Exercise aim. Can you update the items below by replacing "one point per line" with "one point on each line" everywhere and leaving everything else unchanged? Leave the pictures out of your answer.

Available records.
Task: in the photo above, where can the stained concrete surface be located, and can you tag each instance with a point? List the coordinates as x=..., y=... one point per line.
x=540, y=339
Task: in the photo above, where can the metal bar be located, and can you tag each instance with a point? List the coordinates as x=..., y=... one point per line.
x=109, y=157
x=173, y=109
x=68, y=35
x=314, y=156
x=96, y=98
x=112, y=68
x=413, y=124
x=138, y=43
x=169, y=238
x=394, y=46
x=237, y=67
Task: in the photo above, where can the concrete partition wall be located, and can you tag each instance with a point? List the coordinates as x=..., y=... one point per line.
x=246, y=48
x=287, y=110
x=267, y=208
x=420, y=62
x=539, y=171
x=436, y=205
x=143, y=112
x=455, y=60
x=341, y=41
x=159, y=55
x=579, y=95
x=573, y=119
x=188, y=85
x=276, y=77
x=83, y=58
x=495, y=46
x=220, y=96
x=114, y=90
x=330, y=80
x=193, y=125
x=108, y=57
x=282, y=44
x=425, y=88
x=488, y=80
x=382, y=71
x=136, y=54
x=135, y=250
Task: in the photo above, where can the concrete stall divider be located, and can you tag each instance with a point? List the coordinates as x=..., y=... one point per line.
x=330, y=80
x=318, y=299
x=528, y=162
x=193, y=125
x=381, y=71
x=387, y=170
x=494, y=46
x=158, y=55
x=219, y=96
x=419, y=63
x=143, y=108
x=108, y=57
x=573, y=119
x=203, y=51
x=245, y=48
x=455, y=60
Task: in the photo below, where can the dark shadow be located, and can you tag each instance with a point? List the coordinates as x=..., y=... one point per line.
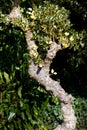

Expected answer.
Task: in the photo above, where can the stained concrete surface be located, and can you tag each instance with a point? List the coordinates as x=..., y=... one point on each line.
x=540, y=339
Task: in the photo above, where can the metal bar be located, and can you tag each instance with a point? List the coordinates as x=..., y=... one point on each line.
x=109, y=157
x=173, y=109
x=68, y=35
x=314, y=156
x=96, y=98
x=112, y=68
x=413, y=124
x=138, y=43
x=169, y=238
x=394, y=46
x=237, y=67
Task: in the photo above, where can the concrete partition wall be located, and can you tag each instance with a point? List the coordinates as x=..., y=... one point on each line.
x=246, y=48
x=287, y=110
x=267, y=208
x=420, y=62
x=539, y=171
x=436, y=205
x=143, y=112
x=455, y=60
x=341, y=41
x=159, y=55
x=579, y=95
x=573, y=119
x=188, y=85
x=276, y=77
x=83, y=58
x=495, y=46
x=220, y=96
x=114, y=90
x=330, y=80
x=193, y=125
x=108, y=57
x=282, y=44
x=425, y=88
x=488, y=80
x=382, y=71
x=136, y=54
x=135, y=250
Task: in the photo above, where can the concrete stall divider be located, and can you tag each instance with a point? List the coordinates as x=..., y=... one point on each line.
x=330, y=80
x=318, y=299
x=528, y=162
x=193, y=125
x=381, y=71
x=387, y=170
x=494, y=46
x=158, y=55
x=219, y=96
x=419, y=63
x=143, y=108
x=108, y=57
x=573, y=119
x=203, y=51
x=245, y=48
x=455, y=60
Task: in the photo below, where can the dark shadow be located, and can you tag each instance with a point? List the coordinates as x=..., y=... one point on each line.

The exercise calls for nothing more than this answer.